Copy out every row below, swapping "Locate" for "Find" and keeping everything else the same.

[Bounding box annotation rows]
-- Begin --

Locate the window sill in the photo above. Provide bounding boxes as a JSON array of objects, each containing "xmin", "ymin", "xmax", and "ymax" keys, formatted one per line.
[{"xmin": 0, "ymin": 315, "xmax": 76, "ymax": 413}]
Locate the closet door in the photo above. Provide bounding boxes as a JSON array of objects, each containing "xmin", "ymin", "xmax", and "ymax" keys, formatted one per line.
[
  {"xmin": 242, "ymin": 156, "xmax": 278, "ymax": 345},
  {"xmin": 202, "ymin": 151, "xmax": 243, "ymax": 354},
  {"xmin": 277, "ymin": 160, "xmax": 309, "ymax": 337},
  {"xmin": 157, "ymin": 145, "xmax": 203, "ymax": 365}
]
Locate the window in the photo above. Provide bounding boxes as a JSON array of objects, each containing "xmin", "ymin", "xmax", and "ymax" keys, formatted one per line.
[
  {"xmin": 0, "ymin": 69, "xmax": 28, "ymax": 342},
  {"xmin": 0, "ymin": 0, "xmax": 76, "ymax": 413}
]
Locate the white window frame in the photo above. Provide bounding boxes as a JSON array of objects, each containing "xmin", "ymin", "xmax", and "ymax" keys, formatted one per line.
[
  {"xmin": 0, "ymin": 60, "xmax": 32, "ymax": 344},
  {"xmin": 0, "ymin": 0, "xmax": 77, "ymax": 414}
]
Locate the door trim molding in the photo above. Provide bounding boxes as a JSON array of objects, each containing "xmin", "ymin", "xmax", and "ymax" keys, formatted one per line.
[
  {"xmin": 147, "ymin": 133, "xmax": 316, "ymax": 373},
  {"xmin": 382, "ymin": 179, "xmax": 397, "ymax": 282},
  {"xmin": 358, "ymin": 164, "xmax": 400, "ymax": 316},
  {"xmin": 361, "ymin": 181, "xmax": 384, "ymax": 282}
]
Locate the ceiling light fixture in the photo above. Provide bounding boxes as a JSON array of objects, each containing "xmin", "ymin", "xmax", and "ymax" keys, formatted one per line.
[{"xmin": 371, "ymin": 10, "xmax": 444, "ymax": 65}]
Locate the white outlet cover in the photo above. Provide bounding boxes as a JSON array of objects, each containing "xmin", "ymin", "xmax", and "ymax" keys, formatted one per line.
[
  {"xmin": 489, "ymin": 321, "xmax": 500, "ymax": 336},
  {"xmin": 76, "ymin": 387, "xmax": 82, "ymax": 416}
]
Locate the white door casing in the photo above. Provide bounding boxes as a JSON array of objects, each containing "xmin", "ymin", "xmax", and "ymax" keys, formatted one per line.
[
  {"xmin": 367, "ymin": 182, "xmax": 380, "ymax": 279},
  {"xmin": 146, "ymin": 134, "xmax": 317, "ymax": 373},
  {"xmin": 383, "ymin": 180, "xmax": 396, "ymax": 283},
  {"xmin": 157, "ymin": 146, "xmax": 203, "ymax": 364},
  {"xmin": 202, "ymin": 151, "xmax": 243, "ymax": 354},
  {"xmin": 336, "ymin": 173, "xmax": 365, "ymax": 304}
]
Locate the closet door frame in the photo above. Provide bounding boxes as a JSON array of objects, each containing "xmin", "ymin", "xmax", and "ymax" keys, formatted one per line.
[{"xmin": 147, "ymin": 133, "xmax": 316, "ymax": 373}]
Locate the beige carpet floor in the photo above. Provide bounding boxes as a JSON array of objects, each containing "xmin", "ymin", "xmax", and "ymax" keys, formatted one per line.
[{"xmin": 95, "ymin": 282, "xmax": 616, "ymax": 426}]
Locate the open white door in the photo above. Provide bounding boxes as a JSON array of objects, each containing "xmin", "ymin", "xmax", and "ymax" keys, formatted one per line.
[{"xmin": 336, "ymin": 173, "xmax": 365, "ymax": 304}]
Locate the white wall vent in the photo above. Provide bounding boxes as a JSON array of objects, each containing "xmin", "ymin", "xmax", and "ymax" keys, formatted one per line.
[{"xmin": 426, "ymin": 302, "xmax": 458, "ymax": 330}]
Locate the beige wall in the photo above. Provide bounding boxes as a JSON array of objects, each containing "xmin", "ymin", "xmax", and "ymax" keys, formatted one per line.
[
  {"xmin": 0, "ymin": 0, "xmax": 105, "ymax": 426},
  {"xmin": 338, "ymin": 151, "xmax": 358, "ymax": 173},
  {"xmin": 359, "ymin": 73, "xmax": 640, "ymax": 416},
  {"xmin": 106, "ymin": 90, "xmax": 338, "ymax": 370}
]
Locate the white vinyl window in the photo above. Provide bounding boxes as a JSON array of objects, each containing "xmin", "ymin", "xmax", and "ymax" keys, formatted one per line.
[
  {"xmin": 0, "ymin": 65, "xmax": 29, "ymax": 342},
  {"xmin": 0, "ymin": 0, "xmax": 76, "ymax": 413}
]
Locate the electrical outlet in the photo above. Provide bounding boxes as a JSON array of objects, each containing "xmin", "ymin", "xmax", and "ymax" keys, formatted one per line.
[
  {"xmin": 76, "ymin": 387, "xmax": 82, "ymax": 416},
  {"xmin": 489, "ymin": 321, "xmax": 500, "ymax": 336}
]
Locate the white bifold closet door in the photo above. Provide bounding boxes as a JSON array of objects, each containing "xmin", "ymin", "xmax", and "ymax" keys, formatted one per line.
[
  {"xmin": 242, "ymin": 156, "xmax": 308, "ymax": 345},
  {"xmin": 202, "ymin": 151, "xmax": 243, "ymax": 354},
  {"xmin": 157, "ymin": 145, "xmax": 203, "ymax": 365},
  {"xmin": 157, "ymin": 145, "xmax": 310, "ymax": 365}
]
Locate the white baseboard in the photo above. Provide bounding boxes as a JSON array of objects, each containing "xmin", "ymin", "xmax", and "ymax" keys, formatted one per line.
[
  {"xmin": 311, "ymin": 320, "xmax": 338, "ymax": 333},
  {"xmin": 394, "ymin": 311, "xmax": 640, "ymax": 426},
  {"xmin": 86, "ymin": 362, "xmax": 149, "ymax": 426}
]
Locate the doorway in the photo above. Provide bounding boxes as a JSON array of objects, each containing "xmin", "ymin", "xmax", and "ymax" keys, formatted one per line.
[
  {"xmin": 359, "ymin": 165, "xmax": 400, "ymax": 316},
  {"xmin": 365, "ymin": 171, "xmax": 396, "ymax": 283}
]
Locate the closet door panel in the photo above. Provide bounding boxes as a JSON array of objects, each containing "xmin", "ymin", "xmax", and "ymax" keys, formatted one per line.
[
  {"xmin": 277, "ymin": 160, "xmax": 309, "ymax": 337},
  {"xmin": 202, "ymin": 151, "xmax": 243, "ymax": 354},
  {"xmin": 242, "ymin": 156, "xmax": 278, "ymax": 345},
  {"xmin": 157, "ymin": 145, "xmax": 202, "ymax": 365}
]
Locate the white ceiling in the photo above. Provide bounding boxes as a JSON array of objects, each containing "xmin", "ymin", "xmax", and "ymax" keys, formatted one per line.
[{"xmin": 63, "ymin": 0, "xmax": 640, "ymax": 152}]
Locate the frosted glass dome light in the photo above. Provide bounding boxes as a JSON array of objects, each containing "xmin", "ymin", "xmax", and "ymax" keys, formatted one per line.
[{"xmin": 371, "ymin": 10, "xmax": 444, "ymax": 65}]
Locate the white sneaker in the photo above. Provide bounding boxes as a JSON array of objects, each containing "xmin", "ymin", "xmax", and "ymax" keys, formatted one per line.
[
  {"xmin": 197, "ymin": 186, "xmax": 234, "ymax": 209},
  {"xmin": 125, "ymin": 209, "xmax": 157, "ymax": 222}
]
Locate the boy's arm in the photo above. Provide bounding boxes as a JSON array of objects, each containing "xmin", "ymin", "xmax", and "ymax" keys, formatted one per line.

-- End --

◆ Result for this task
Find the window sill in the photo above. Provide bounding boxes as a JSON array of objects, each containing "xmin", "ymin", "xmax", and "ymax" keys, formatted one per line.
[{"xmin": 0, "ymin": 315, "xmax": 76, "ymax": 413}]
Find the closet door in the photo above. Provide bounding boxes as a JSON array of objects, each containing "xmin", "ymin", "xmax", and "ymax" keys, formatted one per line.
[
  {"xmin": 242, "ymin": 156, "xmax": 278, "ymax": 345},
  {"xmin": 202, "ymin": 151, "xmax": 243, "ymax": 354},
  {"xmin": 277, "ymin": 160, "xmax": 309, "ymax": 337},
  {"xmin": 157, "ymin": 145, "xmax": 203, "ymax": 365}
]
Find the window in the photo above. Provide bounding boxes as a JSON array of objects, each containing "xmin", "ymin", "xmax", and "ymax" keys, formatted one per line.
[
  {"xmin": 0, "ymin": 69, "xmax": 28, "ymax": 342},
  {"xmin": 0, "ymin": 0, "xmax": 76, "ymax": 413}
]
Find the white window frame in the photo above. Provide bounding boxes as a JSON array of objects, each containing "xmin", "ymin", "xmax", and "ymax" keys, formatted one per line.
[
  {"xmin": 0, "ymin": 60, "xmax": 32, "ymax": 344},
  {"xmin": 0, "ymin": 0, "xmax": 77, "ymax": 414}
]
Find the door trim molding in the photo above. Provide bounding boxes as a JSON array of objects, each containing "xmin", "ymin", "xmax", and "ymax" keys, formatted one per line.
[
  {"xmin": 147, "ymin": 133, "xmax": 316, "ymax": 373},
  {"xmin": 382, "ymin": 179, "xmax": 397, "ymax": 282},
  {"xmin": 358, "ymin": 164, "xmax": 400, "ymax": 316},
  {"xmin": 361, "ymin": 181, "xmax": 384, "ymax": 282}
]
Find the ceiling light fixture in the photo above. Provide bounding boxes as a JSON array of objects, each containing "xmin", "ymin", "xmax", and "ymax" keys, formatted one per line.
[{"xmin": 371, "ymin": 10, "xmax": 444, "ymax": 65}]
Find the white outlet cover in the photo above. Provide bounding boxes as a JSON array of objects, each containing "xmin", "ymin", "xmax", and "ymax" keys, formatted one per line.
[
  {"xmin": 489, "ymin": 321, "xmax": 500, "ymax": 336},
  {"xmin": 76, "ymin": 387, "xmax": 82, "ymax": 416}
]
Find the white door casing in the photo above. Provide bounding boxes as a JSON array of objects, each containing "xmin", "ymin", "xmax", and "ymax" keys, formatted one per line.
[
  {"xmin": 367, "ymin": 182, "xmax": 380, "ymax": 279},
  {"xmin": 146, "ymin": 134, "xmax": 317, "ymax": 373},
  {"xmin": 383, "ymin": 180, "xmax": 396, "ymax": 283},
  {"xmin": 157, "ymin": 146, "xmax": 203, "ymax": 364},
  {"xmin": 202, "ymin": 151, "xmax": 243, "ymax": 354},
  {"xmin": 336, "ymin": 173, "xmax": 365, "ymax": 304}
]
Find the closet door frame in the photo above. Provide bounding boxes as a JSON array of objects, each containing "xmin", "ymin", "xmax", and "ymax" keys, formatted one per line.
[{"xmin": 147, "ymin": 133, "xmax": 316, "ymax": 373}]
Find the beige carpet floor in the photo above. Provide bounding boxes as a JSON array of objects, each containing "xmin", "ymin", "xmax", and "ymax" keys, formatted one per line.
[{"xmin": 95, "ymin": 282, "xmax": 616, "ymax": 426}]
Find the open white door in the photo above. Provide bounding boxes as a JSON array of objects, each containing "xmin", "ymin", "xmax", and "ymax" keys, formatted one per line.
[{"xmin": 336, "ymin": 173, "xmax": 365, "ymax": 304}]
Find the white wall vent in the photo above. Provide bounding boxes as a JSON array of objects, each containing "xmin", "ymin", "xmax", and "ymax" keys, formatted one per line.
[{"xmin": 426, "ymin": 302, "xmax": 458, "ymax": 330}]
Find the beige wall in the photo above. Provide bounding boxes as a JSON array of objects, each containing "xmin", "ymin", "xmax", and "ymax" keys, formatted one per line.
[
  {"xmin": 0, "ymin": 0, "xmax": 105, "ymax": 426},
  {"xmin": 338, "ymin": 151, "xmax": 358, "ymax": 173},
  {"xmin": 359, "ymin": 73, "xmax": 640, "ymax": 416},
  {"xmin": 106, "ymin": 90, "xmax": 338, "ymax": 370}
]
Find the white vinyl window in the photo above. Provide bounding boxes as a JSON array of objects, each containing "xmin", "ymin", "xmax", and "ymax" keys, formatted one per line.
[
  {"xmin": 0, "ymin": 65, "xmax": 29, "ymax": 342},
  {"xmin": 0, "ymin": 0, "xmax": 76, "ymax": 413}
]
Find the electrical outlet in the photo above. Provide bounding boxes as a JSON array of objects, each containing "xmin", "ymin", "xmax", and "ymax" keys, formatted one per line.
[
  {"xmin": 76, "ymin": 387, "xmax": 82, "ymax": 416},
  {"xmin": 489, "ymin": 321, "xmax": 500, "ymax": 336}
]
Find the white bifold closet door in the photo above. Provide bounding boxes as a JSON array of objects, each containing "xmin", "ymin", "xmax", and "ymax" keys, formatted one per line.
[
  {"xmin": 242, "ymin": 156, "xmax": 308, "ymax": 345},
  {"xmin": 202, "ymin": 151, "xmax": 243, "ymax": 354},
  {"xmin": 157, "ymin": 145, "xmax": 203, "ymax": 365},
  {"xmin": 157, "ymin": 145, "xmax": 310, "ymax": 365}
]
Find the white baseboard in the photo above. Provide bounding boxes as a JSON array of objects, each containing "xmin", "ymin", "xmax", and "ymax" keys, formatted one per line.
[
  {"xmin": 311, "ymin": 320, "xmax": 338, "ymax": 333},
  {"xmin": 394, "ymin": 311, "xmax": 640, "ymax": 426},
  {"xmin": 86, "ymin": 362, "xmax": 149, "ymax": 426}
]
Find the doorway in the photo above. Provide bounding boxes as a JSON array of objects, each containing "xmin", "ymin", "xmax", and "ymax" keys, formatted one per line.
[
  {"xmin": 359, "ymin": 165, "xmax": 400, "ymax": 316},
  {"xmin": 365, "ymin": 171, "xmax": 396, "ymax": 283}
]
Find the closet door panel in the photo above. Provide bounding boxes as a JSON array of objects, each containing "xmin", "ymin", "xmax", and "ymax" keys, formatted one per line.
[
  {"xmin": 277, "ymin": 160, "xmax": 309, "ymax": 337},
  {"xmin": 202, "ymin": 151, "xmax": 243, "ymax": 354},
  {"xmin": 242, "ymin": 156, "xmax": 278, "ymax": 345},
  {"xmin": 157, "ymin": 145, "xmax": 202, "ymax": 365}
]
Find the white ceiling in the photo above. Provide bounding boxes as a JSON array of objects, each containing "xmin", "ymin", "xmax", and "ymax" keys, formatted one per line.
[{"xmin": 63, "ymin": 0, "xmax": 640, "ymax": 152}]
Find the frosted glass dome light in the photo above. Provide bounding boxes as a JSON array of objects, each containing "xmin", "ymin", "xmax", and "ymax" keys, formatted one per line.
[{"xmin": 371, "ymin": 10, "xmax": 444, "ymax": 65}]
Find the white sneaker in the photo above. Provide bounding boxes as a JSON array of objects, each containing "xmin", "ymin", "xmax", and "ymax" keys, formatted one per line.
[
  {"xmin": 197, "ymin": 186, "xmax": 234, "ymax": 209},
  {"xmin": 125, "ymin": 209, "xmax": 157, "ymax": 222}
]
Find the boy's arm in the photo above. Provide bounding boxes as a JSON array of objects, each containing "xmin", "ymin", "xmax", and "ymax" keys, formatted one per line.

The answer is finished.